• To do: Can you copy out, word for word, the part of the letter on city finance below that begins at the words "Marcy: Have you" and stops after "of being new?"?

• Reading passage:
###
City Finance Should Not Depend on Magic

Dear Winnipeg,

Recently, I’ve been seeing something I’ve been hoping for ever since I began writing about municipal finances over five years ago: a broad acknowledgement that our city does not have enough money to maintain and replace the infrastructure it owns. And this acknowledgement has come from many different sources: present and former Council members, columnists in the local paper, and even the leading lobbyist for the infrastructure industry.

It’s clear that many of the people who used to think the city had a “spending problem” have come around. Our infrastructure deficit is now $8 billion, about $2 billion worse than five years ago. After five years of record infrastructure spending, we’ve fallen further behind than ever.

Obviously, we’re not spending enough to keep up.

Unfortunately, many have simply moved over to the “revenue problem” camp. Intent on finding more money, they’re now proposing all sorts of wacky schemes to avoid having to change anything about the current approach to infrastructure investment.

That’s why I actually guffawed when I heard an interview with CBC’s Marcy Markusa a few months ago, speaking with Enid Slack, Director of the Institute on Municipal Finance and Governance at The Munk School of Global Affairs and Public Policy at the University of Toronto, about how cities can bring in more revenue.

[Maybe it wasn’t exactly a guffaw… it could have been a chortle, or maybe a snicker? In any case, I definitely LOL’d.]

Marcy: Have you heard of any unique scenarios where they are keeping property taxes at a certain level, but they’ve found some other ways to generate revenues that might be sort of on the edge of being new?
Enid: (laughs) You mean magic? I don’t think that’s happening.

— January 19th, 2024 interview on CBC Radio

Magic! It’s a solid choice of words, because only in a world of magic does “more money” even exist. If you live in that world of magic, the Sorting Hat will put you into one of four camps.

Slytherites would like for cities to have additional powers of taxation, like a municipal income or sales tax. By creating new income streams, a city would have more income to fund its responsibilities.
###
• Entries:
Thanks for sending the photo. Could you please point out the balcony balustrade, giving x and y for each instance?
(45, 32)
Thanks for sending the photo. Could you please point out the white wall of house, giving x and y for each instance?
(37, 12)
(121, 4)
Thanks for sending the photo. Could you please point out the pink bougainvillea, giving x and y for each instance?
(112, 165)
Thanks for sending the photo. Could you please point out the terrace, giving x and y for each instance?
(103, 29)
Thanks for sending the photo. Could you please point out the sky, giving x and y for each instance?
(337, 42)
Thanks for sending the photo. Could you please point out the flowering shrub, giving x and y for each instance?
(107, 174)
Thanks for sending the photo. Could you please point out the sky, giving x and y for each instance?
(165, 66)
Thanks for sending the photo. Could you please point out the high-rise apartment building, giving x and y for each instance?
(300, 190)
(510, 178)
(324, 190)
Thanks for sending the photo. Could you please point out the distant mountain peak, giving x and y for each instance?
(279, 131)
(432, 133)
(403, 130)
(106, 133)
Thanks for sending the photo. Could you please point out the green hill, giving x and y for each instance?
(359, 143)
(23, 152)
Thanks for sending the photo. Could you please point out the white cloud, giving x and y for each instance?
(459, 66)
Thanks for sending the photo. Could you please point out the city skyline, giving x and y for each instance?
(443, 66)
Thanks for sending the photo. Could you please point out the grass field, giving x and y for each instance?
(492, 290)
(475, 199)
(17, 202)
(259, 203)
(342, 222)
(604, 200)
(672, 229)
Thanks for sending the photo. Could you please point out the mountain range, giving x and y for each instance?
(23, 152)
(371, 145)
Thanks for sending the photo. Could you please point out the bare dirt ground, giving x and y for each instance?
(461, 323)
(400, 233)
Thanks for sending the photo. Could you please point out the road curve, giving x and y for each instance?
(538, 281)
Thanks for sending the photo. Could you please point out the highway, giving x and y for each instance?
###
• The completed task:
Marcy: Have you heard of any unique scenarios where they are keeping property taxes at a certain level, but they’ve found some other ways to generate revenues that might be sort of on the edge of being new?